**TEXT:**

Sunday, July 14, 2013

Sleep my baby sleep

The last time I wrote I was at my wits end with a baby that wouldn't sleep.

The next week I sprung into sleep training action. Somehow it worked. For about a week my baby was responding to gentle shushes and lullabies whereas practically jumping on a trampoline while yelling in his ear was previously what calmed him down. Just like the guides said, for a magical week, I could lay my baby down awake and he would gently put himself to sleep while I enjoyed my dinner in the other room.

I was feeling so good, like being lost in a new city and finally figuring out where You were on a map.

I got cocky. I was a walking baby sleeping guide encyclopaedia sprouting all the super nanny theories I had read. I had it all in the works.. The dream feed, the routine, the baby sleep lingo.. I was saying things like, "we have to eliminate catnapping" and "he has to learn to self soothe".

I started aspiring for sleeping through to 5 maybe even 6am.
I started worrying about why we weren't performing better. Why he was still waking once or twice a night.

Then all of a sudden God stepped in and said ha, you wish!

This week all the wheels have fallen off and we're back at square one. Crying and wanting to be held at all times as though he'd completely forgotten that he'd been sleeping on his own all week.

I think has something to do with his sudden desire to put everything in his mouth including his hands. Due to a skin irritation that is very near infection on his face I have strapped him down at all times to prevent his hands from going near his face. This makes a very grumpy crying baby with no way to soothe himself.

**BRIEF 1:** In the blog post on baby sleep, why is the baby strapped down at all times?
**BRIEF 2:** Continue the blog post on baby sleep from its final sentence.

**GIVEN INFORMATION:**
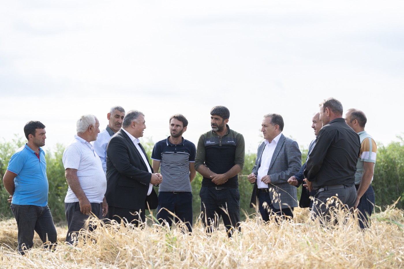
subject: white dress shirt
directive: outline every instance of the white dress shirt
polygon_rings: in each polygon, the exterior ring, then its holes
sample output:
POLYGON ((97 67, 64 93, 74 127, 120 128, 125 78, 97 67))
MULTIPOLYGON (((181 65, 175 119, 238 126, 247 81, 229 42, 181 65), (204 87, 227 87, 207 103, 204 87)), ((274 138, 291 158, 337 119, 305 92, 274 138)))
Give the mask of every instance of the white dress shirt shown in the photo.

**YOUR RESPONSE 1:** To keep his hands away from a skin irritation on his face that is very near infection.

**YOUR RESPONSE 2:**
I feel like I have to choose between letting him scratch his face out to bleed but sleeping or holding him down and not sleeping. Both terrible choices. 

Either way I am completely at a loss. I think without his hands, so is he.

On the up side, he stared right into me while I held him today. I swear he was memorising my face with his deep thoughtful eyes for about ten minutes.

I already know that in my arms lies a deeply kind and sensitive boy. I can tell already with his expressive faces and his thoughtful disposition. When he looks around in new surroundings it's like he is really seeing everyone and everything for what they really are. He sizes people up when he first meets them but generous with his smiles once he's decided youre alright. He's quiet but not afraid to speak spiritedly. He really feels like a beautiful old soul.

In short, life is pretty hard right now because he is still finding his way as a three month old but I know one day I will have a beautiful friend in my son.